■ Tasks for this exercise ■
[a] In the forum thread, what reason does the first poster give for not having fixed the espresso shot problem already? Answer in one to three sentences.
[b] Retype the forum thread between "not sure how" and "program it correctly.", inclusive.
[c] Answer these questions from the forum thread:
(i) Which machine model does the first poster say is in question, and how many groups does it have?
(ii) Whom does espressotechno suggest emailing?
(iii) According to koi, which button should be held down, and until what happens?

■ Selected text ■
*****

# Automatic flow issue with La Marccco Linea - please help



## Yaman (Oct 30, 2017)

Hi there

Hope all is well ,

apologies for the rushed message , we are a small independent coffee house and have manage to fixed all bits with our espresso machine until today !

not sure how it happened , but our configuration for the volumetric espresso shots no longer function's , if pressed , it will flow until pressed again .

this could be an easy fix but i could not manage to find a manual to re program it correctly.

the machine in question is a La Marzocco Linea classic with three groups i think built 2004 ,

any help would be greatly appreciated .

we are in London ( near kings cross station )

Many thanks

Yaman


----------



## espressotechno (Apr 11, 2011)

Try emailing Marzocco UK for a copy of the operating manual.


----------



## jeebsy (May 5, 2013)

Have you tried reprogramming the errant button?


----------



## koi (Oct 12, 2014)

Hold down the right button on keypad (red swirl) until the green light above it flashes.

Then press the button you want to program, this will start the shot.

Press it again to stop it.

*****

■ Entries shown ■
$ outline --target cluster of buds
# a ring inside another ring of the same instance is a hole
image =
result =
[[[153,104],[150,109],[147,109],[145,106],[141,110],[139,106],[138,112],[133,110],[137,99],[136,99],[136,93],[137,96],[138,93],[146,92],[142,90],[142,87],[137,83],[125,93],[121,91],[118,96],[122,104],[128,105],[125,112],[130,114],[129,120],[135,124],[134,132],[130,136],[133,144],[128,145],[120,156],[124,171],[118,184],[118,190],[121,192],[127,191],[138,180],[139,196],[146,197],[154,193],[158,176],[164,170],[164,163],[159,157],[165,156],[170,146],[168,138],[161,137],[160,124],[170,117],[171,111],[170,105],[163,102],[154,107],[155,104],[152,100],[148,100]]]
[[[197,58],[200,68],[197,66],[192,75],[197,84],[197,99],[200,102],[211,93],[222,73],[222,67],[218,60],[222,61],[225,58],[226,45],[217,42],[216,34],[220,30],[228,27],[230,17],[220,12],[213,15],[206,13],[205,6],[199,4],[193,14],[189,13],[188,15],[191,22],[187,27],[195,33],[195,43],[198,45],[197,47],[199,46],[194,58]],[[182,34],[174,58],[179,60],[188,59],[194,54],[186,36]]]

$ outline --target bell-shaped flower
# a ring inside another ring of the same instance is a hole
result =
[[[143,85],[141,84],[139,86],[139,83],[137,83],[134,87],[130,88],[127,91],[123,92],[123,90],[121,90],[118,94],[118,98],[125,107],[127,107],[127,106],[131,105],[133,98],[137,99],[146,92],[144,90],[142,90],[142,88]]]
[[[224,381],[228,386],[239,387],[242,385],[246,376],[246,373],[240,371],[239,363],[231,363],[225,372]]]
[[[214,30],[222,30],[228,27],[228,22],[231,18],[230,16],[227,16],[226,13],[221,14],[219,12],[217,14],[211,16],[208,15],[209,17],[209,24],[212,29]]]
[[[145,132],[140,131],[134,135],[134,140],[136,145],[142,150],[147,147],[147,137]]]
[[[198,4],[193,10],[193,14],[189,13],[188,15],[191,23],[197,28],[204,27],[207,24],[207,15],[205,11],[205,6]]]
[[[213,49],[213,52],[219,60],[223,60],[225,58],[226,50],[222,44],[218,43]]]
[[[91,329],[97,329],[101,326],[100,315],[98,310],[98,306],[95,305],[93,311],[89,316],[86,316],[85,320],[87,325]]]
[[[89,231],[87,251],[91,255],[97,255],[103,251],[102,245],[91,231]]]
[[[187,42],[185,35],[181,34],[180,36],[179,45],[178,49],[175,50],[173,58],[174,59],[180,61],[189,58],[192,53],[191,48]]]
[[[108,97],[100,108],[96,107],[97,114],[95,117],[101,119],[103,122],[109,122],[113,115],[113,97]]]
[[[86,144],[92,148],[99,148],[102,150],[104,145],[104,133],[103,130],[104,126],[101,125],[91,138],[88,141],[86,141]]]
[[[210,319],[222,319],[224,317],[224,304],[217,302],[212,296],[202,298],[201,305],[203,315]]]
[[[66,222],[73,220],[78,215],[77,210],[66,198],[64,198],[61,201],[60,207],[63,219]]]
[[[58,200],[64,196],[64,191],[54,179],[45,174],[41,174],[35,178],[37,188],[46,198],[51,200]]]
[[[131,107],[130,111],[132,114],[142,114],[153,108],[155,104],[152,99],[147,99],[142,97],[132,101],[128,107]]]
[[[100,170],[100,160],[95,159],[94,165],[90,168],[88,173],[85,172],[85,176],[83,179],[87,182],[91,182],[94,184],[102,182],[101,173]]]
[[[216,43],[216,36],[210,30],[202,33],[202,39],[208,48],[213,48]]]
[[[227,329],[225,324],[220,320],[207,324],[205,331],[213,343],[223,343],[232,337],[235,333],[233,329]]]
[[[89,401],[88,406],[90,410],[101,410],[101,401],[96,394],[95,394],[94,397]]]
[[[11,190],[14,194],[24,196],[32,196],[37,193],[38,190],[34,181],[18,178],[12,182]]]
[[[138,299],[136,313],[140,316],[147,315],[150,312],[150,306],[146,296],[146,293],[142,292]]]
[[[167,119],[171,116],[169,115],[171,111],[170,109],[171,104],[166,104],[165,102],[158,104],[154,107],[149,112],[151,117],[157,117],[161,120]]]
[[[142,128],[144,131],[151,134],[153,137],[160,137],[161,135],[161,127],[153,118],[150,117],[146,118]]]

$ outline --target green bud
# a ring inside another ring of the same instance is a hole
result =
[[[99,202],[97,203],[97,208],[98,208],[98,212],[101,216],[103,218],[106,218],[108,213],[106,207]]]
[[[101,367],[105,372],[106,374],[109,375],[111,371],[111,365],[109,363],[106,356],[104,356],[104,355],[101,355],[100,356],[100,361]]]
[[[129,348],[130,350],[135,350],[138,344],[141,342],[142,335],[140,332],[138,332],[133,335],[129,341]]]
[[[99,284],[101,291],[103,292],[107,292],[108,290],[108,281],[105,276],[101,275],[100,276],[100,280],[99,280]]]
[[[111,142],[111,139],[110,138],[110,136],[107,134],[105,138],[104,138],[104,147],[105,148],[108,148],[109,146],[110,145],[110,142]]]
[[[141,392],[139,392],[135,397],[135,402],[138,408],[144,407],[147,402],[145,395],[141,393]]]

*****

■ Answers for this exercise ■
[a] The poster thinks it could be an easy fix but could not find a manual to reprogram the machine correctly.

[b]
not sure how it happened , but our configuration for the volumetric espresso shots no longer function's , if pressed , it will flow until pressed again .

this could be an easy fix but i could not manage to find a manual to re program it correctly.

[c]
(i) A La Marzocco Linea classic with three groups.
(ii) Marzocco UK, for a copy of the operating manual.
(iii) The right button on the keypad (red swirl), until the green light above it flashes.